| 题目说明 |
把下列条目中含有字符串“stem”的行全部摘出来，大小写须完全一致。

物体指点数据集条目:

* * * * *

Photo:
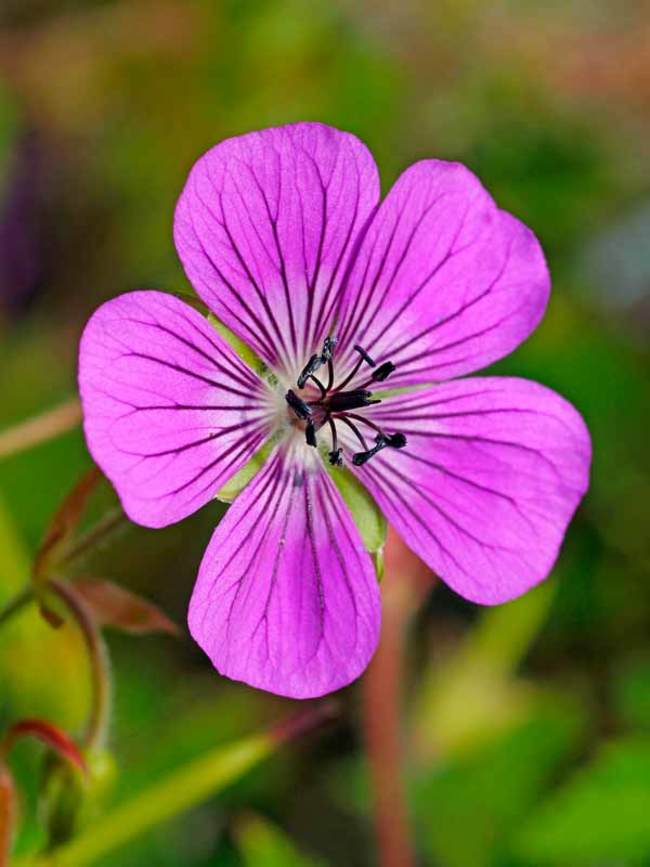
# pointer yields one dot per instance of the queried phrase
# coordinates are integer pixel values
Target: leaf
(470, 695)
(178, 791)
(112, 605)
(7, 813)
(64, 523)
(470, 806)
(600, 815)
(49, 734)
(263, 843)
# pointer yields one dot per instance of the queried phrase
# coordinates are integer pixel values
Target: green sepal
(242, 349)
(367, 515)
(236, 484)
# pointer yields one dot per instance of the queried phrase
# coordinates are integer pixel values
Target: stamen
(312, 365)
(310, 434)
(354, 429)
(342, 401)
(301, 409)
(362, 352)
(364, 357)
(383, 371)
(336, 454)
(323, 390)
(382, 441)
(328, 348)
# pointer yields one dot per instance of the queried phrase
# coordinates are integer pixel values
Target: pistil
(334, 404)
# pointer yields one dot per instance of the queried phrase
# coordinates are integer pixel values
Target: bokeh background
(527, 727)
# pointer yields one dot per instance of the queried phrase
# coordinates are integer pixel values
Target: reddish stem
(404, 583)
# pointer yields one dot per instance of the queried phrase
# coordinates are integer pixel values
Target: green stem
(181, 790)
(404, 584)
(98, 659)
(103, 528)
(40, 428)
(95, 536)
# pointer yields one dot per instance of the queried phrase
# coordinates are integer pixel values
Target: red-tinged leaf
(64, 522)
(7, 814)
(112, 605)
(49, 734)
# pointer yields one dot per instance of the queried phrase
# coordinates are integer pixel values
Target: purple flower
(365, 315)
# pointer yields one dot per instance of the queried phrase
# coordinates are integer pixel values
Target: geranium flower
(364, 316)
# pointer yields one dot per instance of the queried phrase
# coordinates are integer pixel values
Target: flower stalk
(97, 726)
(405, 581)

* * * * *

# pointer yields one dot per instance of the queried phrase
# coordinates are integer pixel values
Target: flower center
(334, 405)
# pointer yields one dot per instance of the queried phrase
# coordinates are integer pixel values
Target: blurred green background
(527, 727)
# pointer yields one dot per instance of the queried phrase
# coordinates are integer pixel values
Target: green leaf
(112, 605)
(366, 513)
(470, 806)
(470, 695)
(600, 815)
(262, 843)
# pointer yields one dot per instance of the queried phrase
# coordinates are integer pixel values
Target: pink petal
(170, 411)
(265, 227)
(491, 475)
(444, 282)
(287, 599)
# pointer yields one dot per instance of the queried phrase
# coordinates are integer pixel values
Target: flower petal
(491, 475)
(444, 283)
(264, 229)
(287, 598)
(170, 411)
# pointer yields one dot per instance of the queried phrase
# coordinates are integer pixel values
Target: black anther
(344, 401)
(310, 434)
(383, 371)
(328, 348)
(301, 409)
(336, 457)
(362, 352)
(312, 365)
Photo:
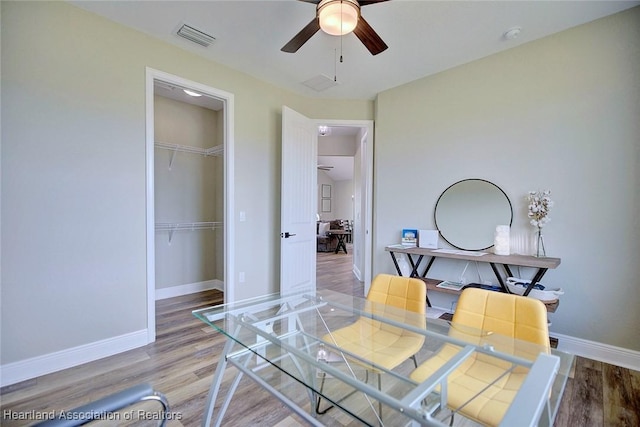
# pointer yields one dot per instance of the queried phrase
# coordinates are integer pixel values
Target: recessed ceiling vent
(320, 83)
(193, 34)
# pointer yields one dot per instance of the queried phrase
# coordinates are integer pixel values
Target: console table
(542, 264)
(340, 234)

* * * * *

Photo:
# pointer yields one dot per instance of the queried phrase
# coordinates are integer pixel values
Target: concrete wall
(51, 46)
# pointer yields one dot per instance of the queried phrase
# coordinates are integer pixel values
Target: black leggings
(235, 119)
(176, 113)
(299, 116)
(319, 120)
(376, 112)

* * * * *

| 书面解答 |
Target: reddish stem
Target: green stem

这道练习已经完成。